#### Set tasks:
**A)** In the macaron interview, what macaron did Kathleen give the Macy's buyer to attract breakfast customers?
**B)** Repeat the part of the macaron interview between "Kathleen:  I respond" and "do your production?", inclusive.
**C)** Write the next part of the macaron interview, picking up after its final sentence.

Jeff:  What makes your macarons different from other macarons, Kathleen? 

Kathleen:  I respond to my feedback from my customers and offer fresh, accessible flavors.  I have some popular standard flavors (5) and will rotate in (3) others seasonally.   For example, the Macy’s buyer mentioned that she would like to attract customers at breakfast time – and I turned around and gave her my cinnamon raisin twist macaron with cream cheese filling.  It’s absolutely delicious, especially with morning coffee!  So I have flavors that appeal throughout the day to consumers.



Cocoamains offers American theme flavors in appealing colors.   Compared to other macaron start ups, my texture is soft and my flavors are “bumped up.”  The large size fits into someone’s palm in an appealing way like the size of a cupcake.  The mini Mac Poppers are cute, and allows someone to sample all the flavors.



JeffKathleen, where do you do your production?

Kathleen:  I was working in one commercial kitchen in NJ but I am switching to a larger, brand new facility that lets me rent time on a monthly basis.  I just signed that contract.  I had outgrown the freezer space in the first kitchen.

#### Dataset records:
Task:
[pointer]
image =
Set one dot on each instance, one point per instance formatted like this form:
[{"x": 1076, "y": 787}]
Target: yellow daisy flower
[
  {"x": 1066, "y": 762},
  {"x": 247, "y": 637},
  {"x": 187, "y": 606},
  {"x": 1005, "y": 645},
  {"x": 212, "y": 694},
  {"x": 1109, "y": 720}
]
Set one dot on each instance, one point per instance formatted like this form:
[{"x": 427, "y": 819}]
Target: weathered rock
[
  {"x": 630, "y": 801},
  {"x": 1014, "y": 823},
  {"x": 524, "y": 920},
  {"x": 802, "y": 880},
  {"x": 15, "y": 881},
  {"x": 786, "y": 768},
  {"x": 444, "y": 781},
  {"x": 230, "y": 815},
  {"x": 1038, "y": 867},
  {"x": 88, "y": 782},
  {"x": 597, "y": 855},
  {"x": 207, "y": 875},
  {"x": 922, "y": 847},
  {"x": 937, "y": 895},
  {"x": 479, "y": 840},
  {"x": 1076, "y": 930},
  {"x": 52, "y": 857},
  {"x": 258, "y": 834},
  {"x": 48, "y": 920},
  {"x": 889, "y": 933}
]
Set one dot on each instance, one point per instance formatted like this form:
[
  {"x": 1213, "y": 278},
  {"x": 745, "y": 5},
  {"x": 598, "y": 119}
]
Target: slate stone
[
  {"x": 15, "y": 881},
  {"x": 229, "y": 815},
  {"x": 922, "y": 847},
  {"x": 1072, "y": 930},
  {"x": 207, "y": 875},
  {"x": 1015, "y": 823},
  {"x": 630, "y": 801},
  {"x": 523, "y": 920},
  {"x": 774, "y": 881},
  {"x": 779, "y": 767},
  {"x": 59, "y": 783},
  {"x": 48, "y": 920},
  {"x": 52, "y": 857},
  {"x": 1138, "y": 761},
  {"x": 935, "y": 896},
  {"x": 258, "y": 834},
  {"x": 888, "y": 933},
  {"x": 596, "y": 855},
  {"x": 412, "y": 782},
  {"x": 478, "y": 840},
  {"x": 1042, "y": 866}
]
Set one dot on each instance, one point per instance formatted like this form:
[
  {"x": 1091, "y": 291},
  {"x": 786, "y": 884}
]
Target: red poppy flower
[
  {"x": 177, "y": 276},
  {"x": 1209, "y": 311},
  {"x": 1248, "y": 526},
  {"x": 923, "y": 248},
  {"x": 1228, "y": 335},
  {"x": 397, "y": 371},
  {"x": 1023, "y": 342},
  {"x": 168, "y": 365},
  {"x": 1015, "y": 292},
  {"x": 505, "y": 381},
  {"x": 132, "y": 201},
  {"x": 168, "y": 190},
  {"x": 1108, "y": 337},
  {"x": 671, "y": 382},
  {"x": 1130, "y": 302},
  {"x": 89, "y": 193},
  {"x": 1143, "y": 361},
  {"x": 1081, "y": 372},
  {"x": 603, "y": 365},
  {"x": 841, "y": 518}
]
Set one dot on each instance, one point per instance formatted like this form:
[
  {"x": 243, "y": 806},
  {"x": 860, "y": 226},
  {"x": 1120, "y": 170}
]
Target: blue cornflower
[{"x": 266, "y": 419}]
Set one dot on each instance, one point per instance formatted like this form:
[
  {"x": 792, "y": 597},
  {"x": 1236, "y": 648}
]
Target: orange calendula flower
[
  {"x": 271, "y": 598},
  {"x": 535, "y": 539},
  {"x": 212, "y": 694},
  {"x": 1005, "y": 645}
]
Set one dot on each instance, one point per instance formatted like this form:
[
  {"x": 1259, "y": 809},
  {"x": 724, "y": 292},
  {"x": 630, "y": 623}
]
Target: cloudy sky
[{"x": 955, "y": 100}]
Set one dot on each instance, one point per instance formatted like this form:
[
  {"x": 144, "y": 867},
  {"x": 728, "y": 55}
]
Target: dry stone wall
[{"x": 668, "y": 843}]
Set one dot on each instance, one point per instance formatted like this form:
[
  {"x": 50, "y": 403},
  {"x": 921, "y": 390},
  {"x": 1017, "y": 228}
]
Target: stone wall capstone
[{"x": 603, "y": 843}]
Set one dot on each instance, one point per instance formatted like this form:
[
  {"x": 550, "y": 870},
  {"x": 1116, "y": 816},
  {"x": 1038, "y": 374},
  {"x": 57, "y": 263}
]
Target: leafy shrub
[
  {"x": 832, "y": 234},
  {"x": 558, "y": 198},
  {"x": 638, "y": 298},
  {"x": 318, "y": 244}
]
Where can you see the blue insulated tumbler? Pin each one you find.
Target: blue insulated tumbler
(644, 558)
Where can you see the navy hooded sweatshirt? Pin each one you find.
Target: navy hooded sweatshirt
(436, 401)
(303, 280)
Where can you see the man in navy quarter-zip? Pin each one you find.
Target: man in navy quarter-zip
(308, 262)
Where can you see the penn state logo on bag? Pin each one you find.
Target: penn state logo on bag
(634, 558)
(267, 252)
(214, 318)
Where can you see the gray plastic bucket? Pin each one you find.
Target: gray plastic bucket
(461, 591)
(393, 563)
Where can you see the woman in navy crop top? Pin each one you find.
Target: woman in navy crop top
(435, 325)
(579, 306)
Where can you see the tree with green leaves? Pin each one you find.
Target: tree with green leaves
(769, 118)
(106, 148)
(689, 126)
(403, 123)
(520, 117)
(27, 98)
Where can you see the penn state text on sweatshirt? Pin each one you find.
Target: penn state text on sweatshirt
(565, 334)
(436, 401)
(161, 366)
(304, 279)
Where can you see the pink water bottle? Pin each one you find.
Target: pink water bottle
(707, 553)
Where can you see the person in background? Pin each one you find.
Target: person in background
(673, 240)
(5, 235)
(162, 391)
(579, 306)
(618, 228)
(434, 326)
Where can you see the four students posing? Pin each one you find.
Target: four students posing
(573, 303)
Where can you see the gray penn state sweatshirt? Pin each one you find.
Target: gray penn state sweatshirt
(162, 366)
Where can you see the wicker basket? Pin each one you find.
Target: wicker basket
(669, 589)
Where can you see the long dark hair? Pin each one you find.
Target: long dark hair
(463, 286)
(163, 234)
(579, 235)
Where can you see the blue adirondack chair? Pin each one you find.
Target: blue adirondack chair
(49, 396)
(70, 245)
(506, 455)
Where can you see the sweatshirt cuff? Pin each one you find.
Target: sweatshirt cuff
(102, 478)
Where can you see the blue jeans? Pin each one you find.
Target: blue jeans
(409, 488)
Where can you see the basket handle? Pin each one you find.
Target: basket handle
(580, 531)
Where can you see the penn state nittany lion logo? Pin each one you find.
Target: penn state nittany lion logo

#### Results of the exercise:
**A)** Her cinnamon raisin twist macaron with cream cheese filling.

**B)**
Kathleen:  I respond to my feedback from my customers and offer fresh, accessible flavors.  I have some popular standard flavors (5) and will rotate in (3) others seasonally.   For example, the Macy’s buyer mentioned that she would like to attract customers at breakfast time – and I turned around and gave her my cinnamon raisin twist macaron with cream cheese filling.  It’s absolutely delicious, especially with morning coffee!  So I have flavors that appeal throughout the day to consumers.



Cocoamains offers American theme flavors in appealing colors.   Compared to other macaron start ups, my texture is soft and my flavors are “bumped up.”  The large size fits into someone’s palm in an appealing way like the size of a cupcake.  The mini Mac Poppers are cute, and allows someone to sample all the flavors.



JeffKathleen, where do you do your production?

**C)**
Kathryn:  How will you transport your macarons to Macy’s?



Kathleen:  As an approved vendor, we have a wide range of hours we can unload at the loading dock from even as early as 5 am.  I plan to arrive early to avoid city traffic, and will be able to bring the macarons straight from my commercial kitchen facility up to the refrigerated case at Macy’s Cucina and Co.  

Kathryn:  What’s one of the biggest lessons you learnt between finishing at ICE as a pastry & baking student and becoming an entrepreneur?

Kathleen:   When your instructors tell you to practice piping, they mean it!  On my first day of externship at Bouchon Bakery, I piped their signature Bouchons for 12 hours.  I had recently had a carpal tunnel operation and there was nothing like that much piping to bring back my hand strength.  I will be hand piping my own macarons until I can justify a depositor, since I am now so fast at piping!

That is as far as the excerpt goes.